→ **Goal a**: Name every specific currency mentioned in the article below on ETF flows and currency returns.

Deutsche Bank strategists have found that purchases of equities using passive instruments can contain highly useful information about appetite for currency risk.

By Sid Verma

(Bloomberg) --Seeking an informational edge on where currencies from the euro to the yen to the Mexican peso are headed? Take a look at flows into equity exchange-traded funds.

Strategists at Deutsche Bank AG have found that a one standard-deviation shock to ETF inflows -- passive money moving into stocks at an above-average rate -- is associated with a five basis point appreciation for riskier currencies over the following day; a two basis point appreciation for the euro; and a three basis point depreciation for the yen, all versus the dollar.

“We wanted to work out whether flows contain information for predicting future currency returns beyond simple trend following behavior,” strategist Nicholas Weng said in a telephone interview, referring to a report co-authored with Rohini Grover last month. “The results suggest that ETF flows can predict currency returns -- the beta of the major risk-on currencies to flow data are all positive.”

The study by the German bank, the world’s fourth-largest currency trader by market share according to a Euromoney Institutional Investor Plc survey published last year, uses a technique known as vector auto-regression to adjust for lagged effects.

In other words, purchases of equities using passive instruments can contain highly useful information about appetite for currency risk, as reflected in notable exchange-rate moves the following day -- over and beyond the usual correlation observed between capital flows and currency gains when markets move in lockstep, according to Deutsche Bank.

“The information content derived from ETF flows is strong -- investors may use these instruments earlier to express a bullish view on a currency,” Weng said.

The study looks at ETFs without currency hedges that are holding about $250 billion in assets combined and are domiciled outside the 18 target countries, both developed and emerging. Incorporating flow data to keep track of short-term currency gyrations may complement fundamental models to value exchange rates, Weng said.

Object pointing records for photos

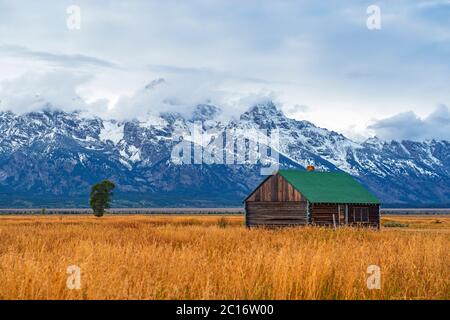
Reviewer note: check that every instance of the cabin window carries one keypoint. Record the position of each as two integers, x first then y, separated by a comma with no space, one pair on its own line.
361,214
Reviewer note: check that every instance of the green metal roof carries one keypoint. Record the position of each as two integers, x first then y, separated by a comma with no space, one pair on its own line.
328,187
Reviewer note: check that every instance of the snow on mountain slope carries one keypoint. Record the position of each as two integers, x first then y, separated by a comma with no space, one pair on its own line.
52,157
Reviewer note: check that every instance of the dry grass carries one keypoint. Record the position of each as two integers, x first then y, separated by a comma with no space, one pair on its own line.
207,257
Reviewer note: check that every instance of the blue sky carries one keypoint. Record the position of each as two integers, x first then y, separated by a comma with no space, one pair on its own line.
316,59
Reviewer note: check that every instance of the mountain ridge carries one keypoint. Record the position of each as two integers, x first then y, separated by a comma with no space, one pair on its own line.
51,157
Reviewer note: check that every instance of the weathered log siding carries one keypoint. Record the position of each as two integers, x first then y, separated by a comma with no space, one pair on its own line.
276,213
275,188
322,214
276,203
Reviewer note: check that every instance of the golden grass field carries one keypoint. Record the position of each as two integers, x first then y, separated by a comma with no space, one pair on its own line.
216,257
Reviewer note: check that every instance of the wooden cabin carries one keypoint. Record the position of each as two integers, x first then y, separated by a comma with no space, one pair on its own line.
293,197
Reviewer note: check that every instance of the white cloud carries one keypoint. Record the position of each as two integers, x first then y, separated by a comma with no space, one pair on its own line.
33,91
409,126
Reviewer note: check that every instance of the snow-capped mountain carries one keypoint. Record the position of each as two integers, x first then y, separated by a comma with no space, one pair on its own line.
51,158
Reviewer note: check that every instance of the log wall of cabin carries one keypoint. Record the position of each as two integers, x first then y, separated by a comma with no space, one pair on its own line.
322,214
276,203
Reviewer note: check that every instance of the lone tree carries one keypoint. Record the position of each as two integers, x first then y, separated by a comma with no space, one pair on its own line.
101,195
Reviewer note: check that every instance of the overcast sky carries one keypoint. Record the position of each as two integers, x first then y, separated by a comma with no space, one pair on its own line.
316,59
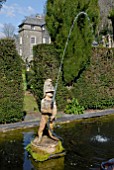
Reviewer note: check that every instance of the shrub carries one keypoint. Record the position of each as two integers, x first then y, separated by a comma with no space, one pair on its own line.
11,83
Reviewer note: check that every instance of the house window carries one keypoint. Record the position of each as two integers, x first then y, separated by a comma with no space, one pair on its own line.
20,40
33,40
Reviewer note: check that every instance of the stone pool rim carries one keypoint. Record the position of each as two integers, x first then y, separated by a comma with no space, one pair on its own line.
64,118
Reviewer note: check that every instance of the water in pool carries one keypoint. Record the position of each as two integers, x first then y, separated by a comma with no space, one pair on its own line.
87,144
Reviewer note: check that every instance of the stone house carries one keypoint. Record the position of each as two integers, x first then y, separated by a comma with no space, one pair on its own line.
32,31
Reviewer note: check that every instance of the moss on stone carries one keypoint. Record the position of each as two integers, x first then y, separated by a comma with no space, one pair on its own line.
41,155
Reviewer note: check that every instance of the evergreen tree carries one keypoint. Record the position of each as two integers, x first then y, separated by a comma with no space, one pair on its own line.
60,16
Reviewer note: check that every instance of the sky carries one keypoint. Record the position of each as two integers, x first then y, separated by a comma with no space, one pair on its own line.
14,11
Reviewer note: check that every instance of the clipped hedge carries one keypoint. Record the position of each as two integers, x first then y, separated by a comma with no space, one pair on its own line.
11,83
95,87
46,65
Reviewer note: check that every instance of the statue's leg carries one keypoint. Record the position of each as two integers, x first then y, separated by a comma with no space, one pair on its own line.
42,127
50,131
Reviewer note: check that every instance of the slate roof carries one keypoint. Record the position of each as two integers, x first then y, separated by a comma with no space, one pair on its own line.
33,20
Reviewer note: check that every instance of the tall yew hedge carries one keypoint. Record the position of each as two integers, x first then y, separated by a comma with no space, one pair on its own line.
95,87
46,65
11,83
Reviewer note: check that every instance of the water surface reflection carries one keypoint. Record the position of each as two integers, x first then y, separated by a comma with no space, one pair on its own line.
87,144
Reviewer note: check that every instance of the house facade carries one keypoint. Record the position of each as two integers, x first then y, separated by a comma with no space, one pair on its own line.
32,31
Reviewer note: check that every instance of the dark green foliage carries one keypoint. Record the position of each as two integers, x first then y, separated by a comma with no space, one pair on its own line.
95,88
111,16
59,18
46,65
11,88
74,108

→ **Goal b**: Gather every line of the rows above that contains the word "roof". Case counts.

→ **Exercise response a**:
Euro
Yen
Mexican peso
Dollar

→ **Exercise response b**:
Reviewer note: check that every instance of the green metal roof carries one keypoint. Record the position of each as two integers, x first then y, separated by a comma with no space, one pair on its own line.
Reviewer note: check that every instance of the slate roof carries one keypoint. Record the position of each as two integers, x first then y, separated by a comma with no space, one pair on its own line.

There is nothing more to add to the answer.